▸ Aim
Give back the line where "Teacher note: have the class pick out the road" appears and all the lines after it until the listing ends, unchanged and with nothing else.

▸ Provided entries
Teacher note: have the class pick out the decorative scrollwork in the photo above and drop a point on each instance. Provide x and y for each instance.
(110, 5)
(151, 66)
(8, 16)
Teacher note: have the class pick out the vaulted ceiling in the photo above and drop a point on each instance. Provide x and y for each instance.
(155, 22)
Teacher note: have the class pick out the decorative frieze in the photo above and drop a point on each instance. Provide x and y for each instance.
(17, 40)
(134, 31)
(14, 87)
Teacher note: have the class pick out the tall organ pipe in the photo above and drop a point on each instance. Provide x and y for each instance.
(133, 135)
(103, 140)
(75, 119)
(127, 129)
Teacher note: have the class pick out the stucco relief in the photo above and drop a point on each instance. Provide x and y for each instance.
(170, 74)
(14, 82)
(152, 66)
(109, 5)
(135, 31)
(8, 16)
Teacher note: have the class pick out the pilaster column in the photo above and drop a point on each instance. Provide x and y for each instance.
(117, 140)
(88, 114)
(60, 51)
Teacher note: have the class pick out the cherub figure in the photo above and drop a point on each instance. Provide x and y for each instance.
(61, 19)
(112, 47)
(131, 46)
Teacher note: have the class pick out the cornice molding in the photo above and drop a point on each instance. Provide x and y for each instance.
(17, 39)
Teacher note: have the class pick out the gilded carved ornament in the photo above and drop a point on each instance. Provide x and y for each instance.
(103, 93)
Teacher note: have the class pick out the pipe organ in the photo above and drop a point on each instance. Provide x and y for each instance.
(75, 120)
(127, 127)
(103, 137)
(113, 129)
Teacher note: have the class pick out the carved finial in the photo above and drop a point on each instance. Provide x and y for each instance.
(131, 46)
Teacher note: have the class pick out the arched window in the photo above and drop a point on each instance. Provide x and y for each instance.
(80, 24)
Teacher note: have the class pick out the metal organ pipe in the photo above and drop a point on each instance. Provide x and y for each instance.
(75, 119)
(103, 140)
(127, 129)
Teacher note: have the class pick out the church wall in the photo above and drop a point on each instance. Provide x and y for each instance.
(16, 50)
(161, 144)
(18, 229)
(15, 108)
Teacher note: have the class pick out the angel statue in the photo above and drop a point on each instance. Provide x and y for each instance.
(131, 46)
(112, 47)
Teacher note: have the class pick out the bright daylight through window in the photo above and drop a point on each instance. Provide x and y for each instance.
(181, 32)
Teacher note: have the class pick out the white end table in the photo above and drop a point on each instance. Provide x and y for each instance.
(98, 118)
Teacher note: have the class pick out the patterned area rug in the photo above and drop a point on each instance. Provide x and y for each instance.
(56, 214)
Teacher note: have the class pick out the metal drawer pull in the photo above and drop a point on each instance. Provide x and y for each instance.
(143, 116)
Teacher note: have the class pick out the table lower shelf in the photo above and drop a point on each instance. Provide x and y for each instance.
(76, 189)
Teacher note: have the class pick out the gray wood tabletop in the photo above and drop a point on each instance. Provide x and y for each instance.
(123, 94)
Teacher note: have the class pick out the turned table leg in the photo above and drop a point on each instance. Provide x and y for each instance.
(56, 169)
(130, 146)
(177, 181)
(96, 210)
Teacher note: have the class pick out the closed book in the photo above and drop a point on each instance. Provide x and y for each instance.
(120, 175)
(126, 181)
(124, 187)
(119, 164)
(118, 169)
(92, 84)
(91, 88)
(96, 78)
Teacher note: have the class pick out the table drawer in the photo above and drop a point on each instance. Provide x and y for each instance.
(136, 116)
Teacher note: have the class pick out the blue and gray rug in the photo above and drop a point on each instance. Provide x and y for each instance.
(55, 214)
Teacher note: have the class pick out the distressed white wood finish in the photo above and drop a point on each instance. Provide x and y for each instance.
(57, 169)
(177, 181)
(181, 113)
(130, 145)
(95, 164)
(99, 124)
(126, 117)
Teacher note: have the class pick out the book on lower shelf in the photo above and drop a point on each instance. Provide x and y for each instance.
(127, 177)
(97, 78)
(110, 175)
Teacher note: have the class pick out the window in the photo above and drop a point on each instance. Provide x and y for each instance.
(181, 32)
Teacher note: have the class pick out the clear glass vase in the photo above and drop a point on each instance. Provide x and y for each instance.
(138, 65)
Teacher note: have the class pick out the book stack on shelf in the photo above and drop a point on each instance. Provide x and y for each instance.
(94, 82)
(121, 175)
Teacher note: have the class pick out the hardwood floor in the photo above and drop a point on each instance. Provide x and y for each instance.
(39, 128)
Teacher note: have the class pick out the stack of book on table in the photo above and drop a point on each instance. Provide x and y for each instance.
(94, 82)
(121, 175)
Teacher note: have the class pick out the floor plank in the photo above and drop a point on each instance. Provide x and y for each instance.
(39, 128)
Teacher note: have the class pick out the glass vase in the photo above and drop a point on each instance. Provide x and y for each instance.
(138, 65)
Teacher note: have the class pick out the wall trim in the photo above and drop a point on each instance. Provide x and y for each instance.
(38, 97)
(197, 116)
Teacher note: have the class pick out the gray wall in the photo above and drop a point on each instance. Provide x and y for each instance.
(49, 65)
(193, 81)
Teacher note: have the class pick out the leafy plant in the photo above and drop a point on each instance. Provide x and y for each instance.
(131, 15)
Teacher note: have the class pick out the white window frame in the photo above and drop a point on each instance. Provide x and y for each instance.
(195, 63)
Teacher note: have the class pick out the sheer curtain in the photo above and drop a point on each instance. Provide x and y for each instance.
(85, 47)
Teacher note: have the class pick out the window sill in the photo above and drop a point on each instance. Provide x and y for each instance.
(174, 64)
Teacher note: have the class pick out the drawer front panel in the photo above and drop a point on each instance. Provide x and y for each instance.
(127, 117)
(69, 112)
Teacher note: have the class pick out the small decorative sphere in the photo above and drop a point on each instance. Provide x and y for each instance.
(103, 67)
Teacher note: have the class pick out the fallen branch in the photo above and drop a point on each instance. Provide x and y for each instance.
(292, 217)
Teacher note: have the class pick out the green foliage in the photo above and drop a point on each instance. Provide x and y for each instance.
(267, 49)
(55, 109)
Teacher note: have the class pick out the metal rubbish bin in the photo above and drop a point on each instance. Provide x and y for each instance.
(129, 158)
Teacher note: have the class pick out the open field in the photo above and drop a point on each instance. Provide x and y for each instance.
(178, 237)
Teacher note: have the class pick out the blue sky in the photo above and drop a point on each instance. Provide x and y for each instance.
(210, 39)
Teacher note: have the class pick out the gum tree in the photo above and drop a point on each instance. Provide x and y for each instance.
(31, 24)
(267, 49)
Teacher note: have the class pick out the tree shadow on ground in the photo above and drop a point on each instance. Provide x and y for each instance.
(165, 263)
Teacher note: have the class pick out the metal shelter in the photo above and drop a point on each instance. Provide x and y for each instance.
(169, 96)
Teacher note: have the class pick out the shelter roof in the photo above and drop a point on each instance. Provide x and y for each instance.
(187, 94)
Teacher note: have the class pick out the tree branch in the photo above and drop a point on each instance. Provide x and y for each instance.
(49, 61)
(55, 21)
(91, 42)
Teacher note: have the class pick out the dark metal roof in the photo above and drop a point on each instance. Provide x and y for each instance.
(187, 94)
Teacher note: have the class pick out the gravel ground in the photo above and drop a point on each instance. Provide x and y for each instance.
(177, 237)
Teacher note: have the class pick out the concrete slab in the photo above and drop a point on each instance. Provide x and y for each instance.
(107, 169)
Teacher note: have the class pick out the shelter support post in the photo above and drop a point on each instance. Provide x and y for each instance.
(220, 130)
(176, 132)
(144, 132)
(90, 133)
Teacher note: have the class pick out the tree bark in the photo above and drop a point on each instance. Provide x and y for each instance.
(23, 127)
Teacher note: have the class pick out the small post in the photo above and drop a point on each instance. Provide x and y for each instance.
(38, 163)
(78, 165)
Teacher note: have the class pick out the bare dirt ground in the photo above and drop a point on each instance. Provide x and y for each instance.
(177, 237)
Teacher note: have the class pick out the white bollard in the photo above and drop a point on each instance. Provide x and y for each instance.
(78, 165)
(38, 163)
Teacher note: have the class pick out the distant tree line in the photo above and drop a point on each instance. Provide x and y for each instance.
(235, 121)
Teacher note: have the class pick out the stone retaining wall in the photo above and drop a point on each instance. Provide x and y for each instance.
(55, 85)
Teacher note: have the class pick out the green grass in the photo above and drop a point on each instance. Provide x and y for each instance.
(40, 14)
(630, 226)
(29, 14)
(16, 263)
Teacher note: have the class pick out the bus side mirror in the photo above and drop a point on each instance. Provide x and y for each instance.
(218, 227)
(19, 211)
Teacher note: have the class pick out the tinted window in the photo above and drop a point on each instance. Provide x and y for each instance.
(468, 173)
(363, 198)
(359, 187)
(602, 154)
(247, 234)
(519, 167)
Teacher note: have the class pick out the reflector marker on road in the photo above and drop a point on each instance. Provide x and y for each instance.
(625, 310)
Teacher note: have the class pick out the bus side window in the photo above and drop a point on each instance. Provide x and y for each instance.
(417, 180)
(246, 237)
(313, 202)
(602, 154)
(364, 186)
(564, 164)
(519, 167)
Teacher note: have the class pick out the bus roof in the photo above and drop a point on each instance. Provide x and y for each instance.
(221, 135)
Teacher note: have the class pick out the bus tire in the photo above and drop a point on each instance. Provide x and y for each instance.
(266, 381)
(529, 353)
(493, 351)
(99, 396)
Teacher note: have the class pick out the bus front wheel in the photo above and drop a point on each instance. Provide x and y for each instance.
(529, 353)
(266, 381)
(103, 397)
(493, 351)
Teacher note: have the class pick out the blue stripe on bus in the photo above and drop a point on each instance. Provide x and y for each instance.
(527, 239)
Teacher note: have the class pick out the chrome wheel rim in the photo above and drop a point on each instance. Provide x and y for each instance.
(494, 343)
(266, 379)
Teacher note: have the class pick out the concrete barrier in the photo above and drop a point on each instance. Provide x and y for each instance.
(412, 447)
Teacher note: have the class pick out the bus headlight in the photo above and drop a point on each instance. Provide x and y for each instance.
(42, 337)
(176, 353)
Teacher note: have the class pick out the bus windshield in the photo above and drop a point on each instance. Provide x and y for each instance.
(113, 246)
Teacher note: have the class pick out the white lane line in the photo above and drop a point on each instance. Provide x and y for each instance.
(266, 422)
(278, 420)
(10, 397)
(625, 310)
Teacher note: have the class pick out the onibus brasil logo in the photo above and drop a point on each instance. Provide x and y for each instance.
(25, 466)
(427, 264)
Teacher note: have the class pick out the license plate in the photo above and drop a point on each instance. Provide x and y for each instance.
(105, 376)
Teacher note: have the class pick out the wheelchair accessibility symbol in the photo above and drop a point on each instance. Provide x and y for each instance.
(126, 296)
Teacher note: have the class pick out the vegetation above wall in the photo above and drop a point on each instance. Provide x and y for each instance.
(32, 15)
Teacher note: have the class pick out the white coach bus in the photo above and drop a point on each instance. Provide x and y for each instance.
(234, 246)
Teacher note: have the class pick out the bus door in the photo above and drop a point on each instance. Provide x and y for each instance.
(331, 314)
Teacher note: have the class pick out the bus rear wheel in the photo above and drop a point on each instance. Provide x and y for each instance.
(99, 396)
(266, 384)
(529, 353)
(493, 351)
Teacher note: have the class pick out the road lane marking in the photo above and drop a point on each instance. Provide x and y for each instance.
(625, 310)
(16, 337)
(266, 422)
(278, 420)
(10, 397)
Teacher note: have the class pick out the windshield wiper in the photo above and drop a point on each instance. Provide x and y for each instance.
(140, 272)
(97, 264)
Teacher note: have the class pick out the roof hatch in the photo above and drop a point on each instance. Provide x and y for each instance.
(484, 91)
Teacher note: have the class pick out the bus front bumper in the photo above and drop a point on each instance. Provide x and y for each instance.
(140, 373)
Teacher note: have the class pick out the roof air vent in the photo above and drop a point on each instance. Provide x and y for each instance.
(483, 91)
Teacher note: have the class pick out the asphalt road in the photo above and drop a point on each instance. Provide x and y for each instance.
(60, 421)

▸ Task answer
Teacher note: have the class pick out the road lane marking in the photo above and drop a point on each instance. Provide x and y for each instance.
(625, 310)
(16, 337)
(266, 422)
(278, 420)
(10, 397)
Teacher note: have the class pick out the windshield wiper in the photo above and drop a point on each instance. Provide x and y for each instance.
(140, 272)
(97, 264)
Teacher note: have the class pick out the roof hatch in the photo above and drop a point on each instance. Provide x and y for each instance.
(484, 91)
Teacher note: have the class pick out the bus front bumper in the photo above and drop a point on each instance. Provide x and y for each instance.
(140, 373)
Teacher note: have the class pick out the roof air vent in the photo above and drop a point on each instance. Provide x and y for each instance.
(483, 91)
Teacher note: have the class pick out the asphalt road in the photo above and drop a point on each instance. Provide x and y for each instance.
(60, 421)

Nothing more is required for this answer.